WHAT IS EXPECTED:
In the article on President Trump's interview below, reproduce the passage starting with "He also took" and going on through "immunity for four months.", substituting "grievance" for "complaint".

President Donald Trump, during a dialogue with Stuart Varney of Fox Business Network, spoke about vaccines against the CCP Virus and promised that he would not make vaccinations mandatory.

Mentioning the issue of CCP Virus vaccines, President Trump said people should not be forced to get them. And he assured that during his term of office he will not do so. “People are very convinced about the issue and feel very strong,” the president said.

During the 45-minute interview, a number of issues were discussed, and President Trump was repeatedly pleased with how his administration had handled the CCP Virus pandemic, given the difficult situation. 

He also took advantage of the situation to raise his complaint about the treatment he received from most of the media when he contracted the virus. Above all, he emphasized that many people echoed a false story that he would only have immunity for four months. 

“I have immunity now, I hear from anywhere from four months to a lifetime.” Trump told Varney. “Sort of interesting as soon as I beat it they said no, he’s only immune for four months.”

According to the Daily Mail, President Trump showed his displeasure about it also in Johnstown, Pennsylvania, on Tuesday night, Oct. 13. “Once I get it, they give you four months.” Trump said. “Anybody else but me, you’re immune for life.”

Some isolated cases, such as the recent one in Nevada, where a man was reportedly infected for a second time, or the case of an elderly woman in the Netherlands who died after contracting the CCP virus for a second time, have called into question the assumption of immunity that comes with contracting the virus as it was always believed.

The truth is that while there may be some cases that prove the opposite, the reality is that they are too insignificant to draw any hasty conclusions that indicate that the theory of immunity is not real. There are so few cases of people who have contracted the virus a second time that one might also think they were misdiagnosed. 

After his remarks about immunity, Varney asked the president if he was being tested daily, to which Trump responded, “I’m tested—not every day, but I’m tested a lot. Especially ‘after I got rid of it.’”

President Trump once again showed his determination that, while one must be cautious and aware of the virus, one must not fear it and must face it with strength. 

In a clear sign of criticism of his opponent Joe Biden who gave virtually no public speeches during his election campaign, he said, “Having gone through it, I’m the president of this country. I can’t sit in a basement and not see anybody for a year, I just can’t do that. I beat it and I beat it quickly.”

GIVEN INFORMATION:

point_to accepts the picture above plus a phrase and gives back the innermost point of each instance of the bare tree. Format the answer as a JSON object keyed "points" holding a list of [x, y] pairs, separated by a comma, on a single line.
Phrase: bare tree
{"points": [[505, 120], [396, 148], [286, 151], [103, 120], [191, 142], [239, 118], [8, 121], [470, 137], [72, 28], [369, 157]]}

RESPONSE TO THIS TASK:
He also took advantage of the situation to raise his grievance about the treatment he received from most of the media when he contracted the virus. Above all, he emphasized that many people echoed a false story that he would only have immunity for four months.